▸ **STATED EXERCISE**: Copy out the listing that follows, exactly, without its pictures.
■ ■ ■ ■
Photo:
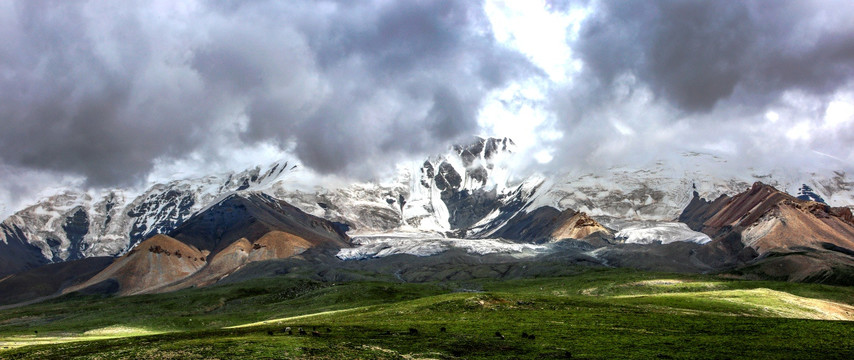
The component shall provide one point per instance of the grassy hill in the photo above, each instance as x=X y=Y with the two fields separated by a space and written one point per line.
x=595 y=314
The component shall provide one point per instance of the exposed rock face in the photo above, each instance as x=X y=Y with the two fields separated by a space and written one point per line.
x=578 y=226
x=49 y=279
x=253 y=216
x=156 y=262
x=547 y=224
x=74 y=224
x=764 y=226
x=16 y=254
■ ■ ■ ■
▸ **RESPONSE TO THE EXERCISE**:
Photo:
The component shall provide one point per instance of the grassy hill in the photo above, each instance as x=X y=Y with the two fields separated by a space and written one point per line.
x=595 y=314
The component shall provide one point per instance of the exposed rock face in the photo above, each instance as x=X y=Y with the two fields separated by a space and written one point per line.
x=578 y=226
x=49 y=279
x=253 y=216
x=156 y=262
x=547 y=224
x=74 y=224
x=764 y=226
x=16 y=254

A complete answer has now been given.